* [What needs to be done]
Arrange the items from the line with "Where can the water" up to and including the line with "x=280, y=329" as a two-column CSV with the headers item_text and answer. Give one row per item, with each field in quotes and its line breaks turned into spaces.

——————————

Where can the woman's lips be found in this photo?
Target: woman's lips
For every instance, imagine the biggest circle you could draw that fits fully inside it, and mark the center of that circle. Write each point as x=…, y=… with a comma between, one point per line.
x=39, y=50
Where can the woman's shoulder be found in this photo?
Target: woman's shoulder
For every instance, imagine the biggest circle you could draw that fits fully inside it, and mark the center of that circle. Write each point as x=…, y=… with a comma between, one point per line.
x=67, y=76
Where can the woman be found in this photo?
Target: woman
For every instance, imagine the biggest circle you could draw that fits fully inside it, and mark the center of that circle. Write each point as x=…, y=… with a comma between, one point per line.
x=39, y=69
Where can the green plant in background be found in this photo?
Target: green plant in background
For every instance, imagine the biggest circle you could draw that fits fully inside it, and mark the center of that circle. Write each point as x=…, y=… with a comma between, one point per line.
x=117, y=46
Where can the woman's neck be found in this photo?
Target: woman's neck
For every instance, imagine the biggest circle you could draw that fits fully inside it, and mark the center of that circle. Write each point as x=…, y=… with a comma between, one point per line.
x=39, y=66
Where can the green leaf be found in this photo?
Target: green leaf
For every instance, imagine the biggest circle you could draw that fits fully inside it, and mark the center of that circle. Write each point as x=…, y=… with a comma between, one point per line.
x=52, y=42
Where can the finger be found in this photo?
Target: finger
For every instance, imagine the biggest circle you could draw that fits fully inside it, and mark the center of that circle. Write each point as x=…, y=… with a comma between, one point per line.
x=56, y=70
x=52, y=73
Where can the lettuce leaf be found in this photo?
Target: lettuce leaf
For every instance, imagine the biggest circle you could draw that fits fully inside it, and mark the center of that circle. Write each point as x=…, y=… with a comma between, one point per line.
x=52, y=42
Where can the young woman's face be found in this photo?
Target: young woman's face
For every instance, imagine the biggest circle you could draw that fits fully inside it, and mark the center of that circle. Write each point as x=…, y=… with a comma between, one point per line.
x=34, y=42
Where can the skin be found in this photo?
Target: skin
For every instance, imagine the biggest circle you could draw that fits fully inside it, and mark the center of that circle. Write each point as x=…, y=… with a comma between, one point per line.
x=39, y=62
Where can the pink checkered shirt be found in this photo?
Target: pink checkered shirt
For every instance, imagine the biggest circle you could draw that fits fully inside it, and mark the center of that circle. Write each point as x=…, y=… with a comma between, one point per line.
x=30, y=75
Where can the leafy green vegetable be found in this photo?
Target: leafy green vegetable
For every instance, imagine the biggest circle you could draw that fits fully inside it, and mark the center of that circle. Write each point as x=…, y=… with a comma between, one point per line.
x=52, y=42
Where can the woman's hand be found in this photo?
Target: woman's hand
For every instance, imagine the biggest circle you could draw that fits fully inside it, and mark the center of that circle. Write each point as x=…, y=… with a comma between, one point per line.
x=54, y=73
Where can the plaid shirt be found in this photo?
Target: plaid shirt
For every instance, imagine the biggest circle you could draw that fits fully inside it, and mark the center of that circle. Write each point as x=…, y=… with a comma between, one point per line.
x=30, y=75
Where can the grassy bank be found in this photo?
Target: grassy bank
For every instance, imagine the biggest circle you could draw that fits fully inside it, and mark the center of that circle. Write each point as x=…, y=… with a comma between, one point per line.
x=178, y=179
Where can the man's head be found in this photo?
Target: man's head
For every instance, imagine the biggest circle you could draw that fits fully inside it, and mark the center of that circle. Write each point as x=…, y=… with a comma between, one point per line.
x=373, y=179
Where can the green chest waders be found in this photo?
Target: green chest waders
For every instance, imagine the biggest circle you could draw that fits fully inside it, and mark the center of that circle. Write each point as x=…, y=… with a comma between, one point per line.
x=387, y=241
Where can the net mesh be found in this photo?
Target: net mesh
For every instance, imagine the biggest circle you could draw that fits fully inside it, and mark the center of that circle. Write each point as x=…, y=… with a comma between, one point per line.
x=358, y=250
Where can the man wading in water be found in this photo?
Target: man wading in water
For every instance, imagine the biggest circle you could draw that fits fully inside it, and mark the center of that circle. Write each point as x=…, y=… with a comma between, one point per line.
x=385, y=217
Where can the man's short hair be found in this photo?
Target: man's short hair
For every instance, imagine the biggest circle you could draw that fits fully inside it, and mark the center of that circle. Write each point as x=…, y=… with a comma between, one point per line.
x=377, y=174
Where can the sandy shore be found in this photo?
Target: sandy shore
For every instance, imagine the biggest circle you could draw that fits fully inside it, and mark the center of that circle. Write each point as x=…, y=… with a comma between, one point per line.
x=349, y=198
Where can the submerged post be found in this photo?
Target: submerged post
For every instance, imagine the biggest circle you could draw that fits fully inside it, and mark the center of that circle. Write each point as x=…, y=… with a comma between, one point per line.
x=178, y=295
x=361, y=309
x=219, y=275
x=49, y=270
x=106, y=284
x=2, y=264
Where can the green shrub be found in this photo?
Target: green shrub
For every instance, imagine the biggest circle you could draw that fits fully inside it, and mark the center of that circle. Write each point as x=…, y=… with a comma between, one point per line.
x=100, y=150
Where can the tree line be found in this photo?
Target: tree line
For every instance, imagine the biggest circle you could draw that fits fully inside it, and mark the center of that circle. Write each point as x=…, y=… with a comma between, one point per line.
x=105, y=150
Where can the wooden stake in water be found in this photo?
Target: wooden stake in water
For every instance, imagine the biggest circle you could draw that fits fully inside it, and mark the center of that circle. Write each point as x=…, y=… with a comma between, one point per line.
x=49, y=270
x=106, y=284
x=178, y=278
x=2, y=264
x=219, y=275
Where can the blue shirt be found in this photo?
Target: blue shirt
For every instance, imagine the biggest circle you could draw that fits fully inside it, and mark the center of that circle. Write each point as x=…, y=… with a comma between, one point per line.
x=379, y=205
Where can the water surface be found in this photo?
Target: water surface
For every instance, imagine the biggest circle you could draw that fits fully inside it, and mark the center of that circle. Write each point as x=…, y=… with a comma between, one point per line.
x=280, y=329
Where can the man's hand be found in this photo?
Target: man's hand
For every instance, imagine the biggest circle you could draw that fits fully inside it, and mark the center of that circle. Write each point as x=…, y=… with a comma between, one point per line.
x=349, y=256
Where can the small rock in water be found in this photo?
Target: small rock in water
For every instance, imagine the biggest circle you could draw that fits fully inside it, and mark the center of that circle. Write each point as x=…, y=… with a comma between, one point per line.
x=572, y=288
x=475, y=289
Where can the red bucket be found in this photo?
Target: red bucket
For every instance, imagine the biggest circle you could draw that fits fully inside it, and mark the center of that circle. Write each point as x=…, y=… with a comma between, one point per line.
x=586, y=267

——————————

* [Response to the task]
item_text,answer
"Where can the water surface be found in this photo? Target: water surface For every instance, imagine the biggest circle you could draw that fits fully inside it, and mark the center of that circle. Write each point as x=…, y=… with a comma between, one point per line.","x=280, y=329"